/---

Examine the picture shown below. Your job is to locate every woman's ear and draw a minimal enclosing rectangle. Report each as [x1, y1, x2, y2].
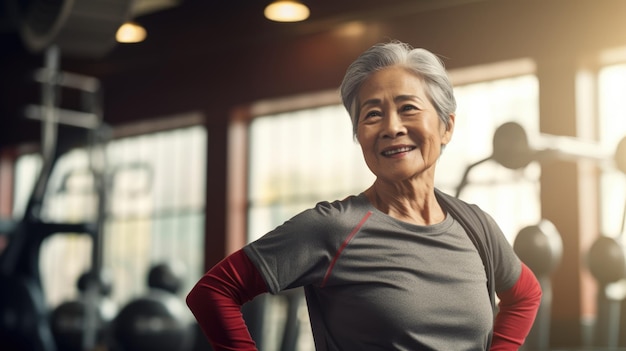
[441, 113, 456, 145]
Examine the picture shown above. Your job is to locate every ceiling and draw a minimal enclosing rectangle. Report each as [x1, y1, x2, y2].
[0, 0, 476, 71]
[0, 0, 484, 146]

\---

Short problem: Retype everything in the listing from the line containing "Examine the picture shown above." down to the end of the listing.

Response:
Examine the picture shown above. Your job is to locate every ceiling and draw a minimal enclosing rectangle. Report each as [x1, y1, x2, y2].
[0, 0, 476, 71]
[0, 0, 484, 146]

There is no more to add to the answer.